- _TASK INSTRUCTIONS_
Type out the data exactly as given. Skip any image.

- _RECORDS FOR THE EXERCISE_
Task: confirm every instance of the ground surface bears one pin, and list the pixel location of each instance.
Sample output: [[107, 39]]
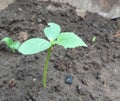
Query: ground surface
[[96, 69]]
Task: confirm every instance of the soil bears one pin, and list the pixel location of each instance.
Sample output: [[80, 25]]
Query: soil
[[95, 69]]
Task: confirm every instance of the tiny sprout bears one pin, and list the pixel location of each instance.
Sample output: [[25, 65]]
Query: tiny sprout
[[13, 45], [55, 37]]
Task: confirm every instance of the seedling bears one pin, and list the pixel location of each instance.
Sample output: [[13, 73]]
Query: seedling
[[13, 45], [55, 37]]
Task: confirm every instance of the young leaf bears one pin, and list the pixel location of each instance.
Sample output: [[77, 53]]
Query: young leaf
[[33, 46], [52, 31], [69, 40], [8, 41], [15, 45]]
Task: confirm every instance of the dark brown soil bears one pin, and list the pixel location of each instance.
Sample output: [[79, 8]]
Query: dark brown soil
[[95, 70]]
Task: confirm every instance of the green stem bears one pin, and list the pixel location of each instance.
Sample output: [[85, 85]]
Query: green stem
[[46, 66]]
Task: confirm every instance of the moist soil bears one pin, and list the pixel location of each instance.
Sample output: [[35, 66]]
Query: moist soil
[[95, 69]]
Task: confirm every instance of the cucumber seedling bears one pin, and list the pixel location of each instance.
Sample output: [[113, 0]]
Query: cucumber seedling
[[13, 45], [55, 37]]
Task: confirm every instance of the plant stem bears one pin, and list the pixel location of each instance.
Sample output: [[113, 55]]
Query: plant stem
[[46, 66]]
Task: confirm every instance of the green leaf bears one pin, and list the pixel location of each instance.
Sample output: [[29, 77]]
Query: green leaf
[[52, 31], [69, 40], [33, 46], [15, 45], [8, 41]]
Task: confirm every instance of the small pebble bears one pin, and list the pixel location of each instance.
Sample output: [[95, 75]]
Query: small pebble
[[69, 79]]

- _TASK ANSWER_
Task: confirm every instance of the ground surface bears one pin, and list the pixel location of each instance.
Sample output: [[107, 39]]
Query: ground surface
[[96, 69]]
Task: confirm every instance of the soil bears one pin, and list the pixel location of each instance.
Sample output: [[80, 25]]
Query: soil
[[95, 69]]
Task: confirm every instance of the tiny sprout bears one pin, and list the pixel location of each instance.
Sample output: [[25, 65]]
Query: tiny sprout
[[13, 45], [55, 37]]
Task: confirm every instance of the seedling bears one pin, and list the pixel location of each instance.
Sample output: [[13, 73]]
Query: seedling
[[13, 45], [55, 37]]
Task: confirm every instance of the young leaf bears one pin, and list the pixel location of each instance.
Sample output: [[77, 53]]
Query: young leaf
[[33, 46], [52, 31], [69, 40], [8, 41], [15, 45]]
Task: confirm every instance of the dark brown soil bears one pin, and list the pixel location of each instance.
Sample output: [[79, 8]]
Query: dark brown soil
[[95, 70]]
Task: confirm every instance of the green stem bears one pin, and list the pixel location of each instance.
Sample output: [[85, 85]]
Query: green stem
[[46, 66]]
Task: confirm every instance of the moist soil bears one pin, and list the pixel location of each instance.
Sample output: [[35, 66]]
Query: moist soil
[[95, 69]]
Task: confirm every instance of the cucumber seedling bears one pin, and list the pixel location of each instance.
Sample output: [[113, 0]]
Query: cucumber seedling
[[13, 45], [55, 37]]
Task: confirm every instance of the plant stem bears one pin, and list the pixel location of each instance.
Sample output: [[113, 55]]
Query: plant stem
[[46, 66]]
Task: confirm every instance of the green leaf bears one pin, and list the pixel location of each instance.
Sample output: [[29, 77]]
Query: green leaf
[[52, 31], [69, 40], [33, 46], [15, 45], [8, 41]]
Task: confirm every instance of the small pebble bears one pin, and list the pixel location of each instance.
Sample output: [[95, 75]]
Query: small pebble
[[69, 79]]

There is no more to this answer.